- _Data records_
---------------

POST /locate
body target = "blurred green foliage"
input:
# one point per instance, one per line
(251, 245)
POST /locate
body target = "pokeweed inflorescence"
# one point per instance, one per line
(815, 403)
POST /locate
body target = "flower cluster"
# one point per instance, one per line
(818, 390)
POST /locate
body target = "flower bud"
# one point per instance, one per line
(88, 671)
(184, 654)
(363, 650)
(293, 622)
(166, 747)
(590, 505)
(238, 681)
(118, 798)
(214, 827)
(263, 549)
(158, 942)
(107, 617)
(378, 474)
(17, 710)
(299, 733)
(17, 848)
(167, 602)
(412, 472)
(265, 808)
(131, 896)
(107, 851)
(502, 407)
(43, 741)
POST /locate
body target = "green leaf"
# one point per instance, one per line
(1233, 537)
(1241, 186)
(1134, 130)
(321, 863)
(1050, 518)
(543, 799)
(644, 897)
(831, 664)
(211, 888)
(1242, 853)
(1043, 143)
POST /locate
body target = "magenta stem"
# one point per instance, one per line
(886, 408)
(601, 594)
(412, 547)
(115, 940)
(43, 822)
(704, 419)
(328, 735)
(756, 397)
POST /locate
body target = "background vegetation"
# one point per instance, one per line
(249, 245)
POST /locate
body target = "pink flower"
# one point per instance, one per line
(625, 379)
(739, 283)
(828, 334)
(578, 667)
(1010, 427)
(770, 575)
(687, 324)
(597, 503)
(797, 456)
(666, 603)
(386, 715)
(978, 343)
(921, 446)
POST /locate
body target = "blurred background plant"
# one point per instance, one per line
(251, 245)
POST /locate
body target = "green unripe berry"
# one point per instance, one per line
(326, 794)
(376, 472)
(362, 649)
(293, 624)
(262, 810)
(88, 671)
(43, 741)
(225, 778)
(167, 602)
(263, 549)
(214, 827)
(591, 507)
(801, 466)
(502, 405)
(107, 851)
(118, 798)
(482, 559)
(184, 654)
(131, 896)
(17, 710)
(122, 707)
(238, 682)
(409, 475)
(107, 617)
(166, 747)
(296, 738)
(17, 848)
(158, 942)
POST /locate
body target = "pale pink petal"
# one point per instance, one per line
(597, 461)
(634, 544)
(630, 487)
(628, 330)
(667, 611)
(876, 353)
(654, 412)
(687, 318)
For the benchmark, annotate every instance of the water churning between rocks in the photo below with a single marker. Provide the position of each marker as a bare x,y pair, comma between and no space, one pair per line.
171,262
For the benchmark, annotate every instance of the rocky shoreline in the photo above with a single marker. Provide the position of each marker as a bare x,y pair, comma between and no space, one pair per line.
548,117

---------------

- _Aim_
In the entries above, find the line containing "For the benchmark, annotate every instance of the water". Set down that line and every line after it through the last one, exactly and alone.

- _Answer to the problem_
For the benchmark, annotate every instance of the water churning between rocks in the photo below with a single marker. Provide the position of each marker as a bare x,y pair, comma between and no space, one pair per line.
171,262
For the benchmark, annotate every instance of the rocky shoreline in the photo above with a single marker. Provide the position of each marker as a bare x,y pair, comma between and no space, one pair per line.
548,117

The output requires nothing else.